▸ **Requirement**: Exact repetition of every record is required.
*** Given entries Section Begins ***
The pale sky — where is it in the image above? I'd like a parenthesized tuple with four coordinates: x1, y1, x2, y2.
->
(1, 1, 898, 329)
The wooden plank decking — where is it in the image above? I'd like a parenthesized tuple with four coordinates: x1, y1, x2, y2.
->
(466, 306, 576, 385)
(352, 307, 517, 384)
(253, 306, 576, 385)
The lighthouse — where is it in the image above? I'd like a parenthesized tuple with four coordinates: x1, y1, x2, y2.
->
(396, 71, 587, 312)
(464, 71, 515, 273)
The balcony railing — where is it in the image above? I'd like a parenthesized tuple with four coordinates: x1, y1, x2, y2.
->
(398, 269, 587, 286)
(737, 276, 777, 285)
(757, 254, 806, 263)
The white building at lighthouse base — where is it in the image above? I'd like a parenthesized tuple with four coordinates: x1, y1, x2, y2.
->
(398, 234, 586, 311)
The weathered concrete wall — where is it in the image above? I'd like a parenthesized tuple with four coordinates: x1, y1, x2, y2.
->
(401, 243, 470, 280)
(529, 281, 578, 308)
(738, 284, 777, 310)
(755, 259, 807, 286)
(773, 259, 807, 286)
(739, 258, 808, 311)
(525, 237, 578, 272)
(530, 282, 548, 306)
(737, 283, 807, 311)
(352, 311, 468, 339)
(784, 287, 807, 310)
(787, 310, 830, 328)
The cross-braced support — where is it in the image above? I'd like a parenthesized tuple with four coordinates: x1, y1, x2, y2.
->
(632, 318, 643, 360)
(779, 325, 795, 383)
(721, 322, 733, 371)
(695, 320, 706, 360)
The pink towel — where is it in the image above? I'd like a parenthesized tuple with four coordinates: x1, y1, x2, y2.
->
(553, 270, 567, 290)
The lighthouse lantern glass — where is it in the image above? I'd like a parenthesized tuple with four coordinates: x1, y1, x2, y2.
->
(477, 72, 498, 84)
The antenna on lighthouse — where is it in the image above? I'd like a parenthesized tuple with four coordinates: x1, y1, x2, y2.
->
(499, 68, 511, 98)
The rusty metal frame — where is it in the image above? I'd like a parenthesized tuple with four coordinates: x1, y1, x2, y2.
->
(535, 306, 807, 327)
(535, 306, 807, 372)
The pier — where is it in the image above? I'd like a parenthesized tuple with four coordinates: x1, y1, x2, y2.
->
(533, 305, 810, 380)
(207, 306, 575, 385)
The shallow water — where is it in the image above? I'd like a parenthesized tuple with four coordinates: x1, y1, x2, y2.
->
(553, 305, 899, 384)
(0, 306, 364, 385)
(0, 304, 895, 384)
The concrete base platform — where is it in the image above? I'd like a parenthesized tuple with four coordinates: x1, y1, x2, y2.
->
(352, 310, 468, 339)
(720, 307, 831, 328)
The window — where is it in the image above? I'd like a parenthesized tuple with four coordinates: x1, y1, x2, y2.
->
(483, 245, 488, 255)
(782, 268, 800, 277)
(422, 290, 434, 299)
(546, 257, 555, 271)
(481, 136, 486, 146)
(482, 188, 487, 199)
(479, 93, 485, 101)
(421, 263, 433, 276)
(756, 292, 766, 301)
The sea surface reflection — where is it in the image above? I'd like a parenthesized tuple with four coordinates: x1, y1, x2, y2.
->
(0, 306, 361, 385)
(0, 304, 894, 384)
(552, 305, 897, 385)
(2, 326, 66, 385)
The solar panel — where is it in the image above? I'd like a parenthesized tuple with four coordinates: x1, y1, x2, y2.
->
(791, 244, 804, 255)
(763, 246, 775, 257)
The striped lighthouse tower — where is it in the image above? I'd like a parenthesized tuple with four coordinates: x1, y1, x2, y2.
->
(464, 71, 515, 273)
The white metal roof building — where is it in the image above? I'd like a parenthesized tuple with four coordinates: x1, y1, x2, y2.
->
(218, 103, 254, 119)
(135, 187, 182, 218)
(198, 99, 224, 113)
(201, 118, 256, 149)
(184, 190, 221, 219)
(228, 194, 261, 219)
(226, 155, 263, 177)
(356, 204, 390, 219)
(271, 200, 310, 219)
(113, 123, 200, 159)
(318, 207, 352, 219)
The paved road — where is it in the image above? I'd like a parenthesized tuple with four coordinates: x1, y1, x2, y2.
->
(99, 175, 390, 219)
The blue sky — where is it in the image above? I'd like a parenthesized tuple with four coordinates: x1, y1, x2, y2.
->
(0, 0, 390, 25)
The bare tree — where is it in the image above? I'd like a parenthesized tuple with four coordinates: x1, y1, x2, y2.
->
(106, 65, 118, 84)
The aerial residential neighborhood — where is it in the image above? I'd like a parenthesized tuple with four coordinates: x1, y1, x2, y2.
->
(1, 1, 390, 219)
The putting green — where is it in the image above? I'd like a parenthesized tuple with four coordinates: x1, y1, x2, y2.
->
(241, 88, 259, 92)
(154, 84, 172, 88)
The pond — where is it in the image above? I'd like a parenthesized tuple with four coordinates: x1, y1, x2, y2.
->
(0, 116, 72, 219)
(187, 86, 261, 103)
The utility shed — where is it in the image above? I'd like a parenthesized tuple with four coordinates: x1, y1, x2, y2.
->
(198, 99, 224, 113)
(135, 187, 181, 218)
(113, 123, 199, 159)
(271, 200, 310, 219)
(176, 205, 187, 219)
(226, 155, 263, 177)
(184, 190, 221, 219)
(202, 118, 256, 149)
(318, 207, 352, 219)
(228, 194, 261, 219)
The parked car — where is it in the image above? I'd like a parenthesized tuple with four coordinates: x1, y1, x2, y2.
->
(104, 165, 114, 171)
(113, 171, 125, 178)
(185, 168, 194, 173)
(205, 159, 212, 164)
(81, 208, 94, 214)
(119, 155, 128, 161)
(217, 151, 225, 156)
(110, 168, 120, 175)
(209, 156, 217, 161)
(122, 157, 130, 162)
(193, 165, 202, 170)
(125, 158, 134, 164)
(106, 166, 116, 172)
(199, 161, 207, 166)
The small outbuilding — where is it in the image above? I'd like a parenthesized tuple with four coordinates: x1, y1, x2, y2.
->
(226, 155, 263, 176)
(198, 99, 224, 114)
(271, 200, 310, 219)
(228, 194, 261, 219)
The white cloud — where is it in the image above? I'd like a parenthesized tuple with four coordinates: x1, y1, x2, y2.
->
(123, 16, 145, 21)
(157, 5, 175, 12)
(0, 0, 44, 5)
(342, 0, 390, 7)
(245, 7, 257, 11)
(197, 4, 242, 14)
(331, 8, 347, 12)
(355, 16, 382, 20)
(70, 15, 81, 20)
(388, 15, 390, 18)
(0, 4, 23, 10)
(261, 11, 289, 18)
*** Given entries Section Ends ***
▸ **Answer space**:
The pale sky — where is it in the image above? I'd like a parenthesized tuple with four coordinates: x1, y1, x2, y2.
->
(1, 1, 898, 329)
The wooden plank decking — where is it in the image above? I'd like a parenthesized tuple with four coordinates: x1, y1, x2, y2.
->
(466, 306, 576, 385)
(352, 307, 517, 384)
(253, 306, 576, 385)
The lighthouse — where is it in the image above? I'd like a parenthesized tuple with four coordinates: x1, y1, x2, y2.
->
(396, 71, 587, 312)
(464, 71, 515, 273)
The balcony railing — where is it in the image above? I'd like a parenthesized tuple with four coordinates: x1, y1, x2, y2.
->
(398, 269, 587, 286)
(737, 276, 777, 285)
(757, 254, 806, 263)
The white building at lighthouse base — where is it in the image above? I'd like a parenthesized tuple with four coordinates: x1, y1, x2, y2.
->
(398, 234, 586, 311)
The weathered concrete wall — where is it in the image above? I'd like a parenthesized tuple with four coordinates: x1, y1, x2, y2.
->
(401, 243, 470, 280)
(529, 281, 578, 308)
(738, 284, 777, 310)
(755, 259, 807, 286)
(773, 259, 807, 286)
(739, 258, 808, 311)
(525, 237, 578, 272)
(530, 282, 548, 306)
(737, 283, 807, 311)
(352, 311, 468, 339)
(784, 287, 807, 310)
(787, 310, 830, 328)
The cross-braced support — where is it in the image above? I'd like a parenthesized tuple with four coordinates: x1, y1, x2, y2.
->
(632, 318, 643, 360)
(779, 325, 795, 383)
(721, 322, 733, 371)
(695, 320, 706, 360)
The pink towel — where is it in the image above? I'd like a parenthesized tuple with four coordinates: x1, y1, x2, y2.
->
(553, 270, 567, 290)
The lighthouse lantern glass — where is it in the image above? I'd like a parenthesized tuple with four coordinates: x1, y1, x2, y2.
->
(477, 72, 498, 84)
The antenna on lighthouse — where is it in the image above? I'd like a parenthesized tuple with four coordinates: x1, y1, x2, y2.
->
(499, 68, 511, 98)
The rusty metal frame — where is it in the image above? I'd like a parenthesized tuple with four coordinates: x1, y1, x2, y2.
->
(535, 306, 807, 327)
(535, 306, 807, 372)
The pier — where is it in the image above? I'd like a parenthesized tuple with four coordinates: x1, y1, x2, y2.
->
(533, 305, 810, 380)
(207, 306, 575, 385)
The shallow water — where is it in the image above? I'd like a parenthesized tuple with four coordinates: x1, y1, x2, y2.
->
(553, 305, 899, 384)
(0, 306, 364, 385)
(0, 304, 895, 384)
The concrete base platform — where is it in the image above? I'd like a parenthesized tuple with four coordinates: x1, y1, x2, y2.
->
(352, 310, 468, 339)
(720, 307, 831, 328)
The window — where is it in the image above? I'd like a parenthesized tuple with four coordinates: x1, y1, x2, y2.
->
(483, 245, 488, 255)
(782, 268, 800, 277)
(422, 290, 434, 299)
(546, 257, 555, 271)
(481, 136, 486, 146)
(482, 188, 487, 199)
(479, 93, 485, 101)
(421, 263, 433, 276)
(756, 292, 766, 301)
The sea surface reflection — where is it in the image above? I'd like a parenthesized tuple with four coordinates: x1, y1, x2, y2.
->
(0, 306, 361, 385)
(0, 304, 894, 384)
(552, 305, 897, 385)
(2, 326, 66, 385)
The solar panel — where is it in the image above? I'd like a parenthesized tuple with four coordinates: x1, y1, x2, y2.
->
(791, 244, 804, 255)
(763, 246, 775, 257)
The striped lighthouse tower — where is it in the image above? I'd like a parenthesized tuple with four coordinates: x1, y1, x2, y2.
->
(464, 71, 515, 273)
The white metal roof building — where is it in the image above? I'd like a parenthesized tuple with four coordinates: x1, y1, x2, y2.
->
(218, 103, 254, 119)
(135, 187, 182, 218)
(198, 99, 224, 113)
(201, 118, 256, 149)
(184, 190, 221, 219)
(228, 194, 261, 219)
(226, 155, 263, 177)
(356, 204, 390, 219)
(271, 200, 310, 219)
(113, 123, 200, 159)
(318, 207, 352, 219)
The paved road — where is it in the image above? I'd like a parenthesized tuple with four coordinates: x1, y1, x2, y2.
->
(99, 175, 390, 219)
The blue sky — where is it in the image above? I'd like a parenthesized tuple with four coordinates: x1, y1, x2, y2.
->
(0, 0, 390, 25)
The bare tree — where is it in the image above? I'd like a parenthesized tuple with four coordinates: x1, y1, x2, y2.
->
(106, 65, 118, 84)
The aerial residential neighborhood — where is it in the image above? I'd like a parenthesized tuple with four coordinates: x1, y1, x2, y2.
->
(1, 1, 390, 219)
The putting green — where is it in the image above? I'd like a parenthesized tuple with four coordinates: x1, y1, x2, y2.
->
(241, 88, 259, 92)
(154, 84, 172, 88)
The pond — where is it in the image above? I'd like a parenthesized tuple with four coordinates: x1, y1, x2, y2.
->
(0, 116, 72, 219)
(187, 86, 261, 103)
The utility shed — where is it in the image above? I'd like a parenthesized tuple with four coordinates: x1, y1, x2, y2.
->
(198, 99, 224, 113)
(135, 187, 181, 218)
(113, 123, 199, 159)
(271, 200, 310, 219)
(176, 205, 187, 219)
(226, 155, 263, 177)
(184, 190, 221, 219)
(202, 118, 256, 149)
(318, 207, 352, 219)
(228, 194, 261, 219)
The parked car — where is it in the image above? I'd like a parenthesized tuple with four coordinates: x1, y1, x2, y2.
->
(104, 165, 114, 171)
(113, 171, 125, 178)
(185, 168, 194, 173)
(205, 159, 212, 164)
(81, 208, 94, 214)
(119, 155, 128, 161)
(217, 151, 225, 156)
(110, 168, 120, 175)
(209, 156, 217, 161)
(122, 157, 130, 162)
(193, 165, 202, 170)
(125, 158, 134, 164)
(106, 166, 116, 172)
(199, 161, 207, 166)
The small outbuilding — where is it in the image above? I'd like a parenthesized tuple with four coordinates: x1, y1, x2, y2.
->
(226, 155, 263, 176)
(198, 99, 224, 114)
(271, 200, 310, 219)
(228, 194, 261, 219)
The white cloud — where is it in the image above? I'd like a parenthesized tuple with four coordinates: x1, y1, x2, y2.
->
(123, 16, 145, 21)
(157, 5, 175, 12)
(0, 0, 44, 5)
(342, 0, 390, 7)
(245, 7, 257, 11)
(197, 4, 242, 14)
(331, 8, 347, 12)
(355, 16, 382, 20)
(70, 15, 81, 20)
(388, 15, 390, 18)
(0, 4, 23, 10)
(261, 11, 289, 18)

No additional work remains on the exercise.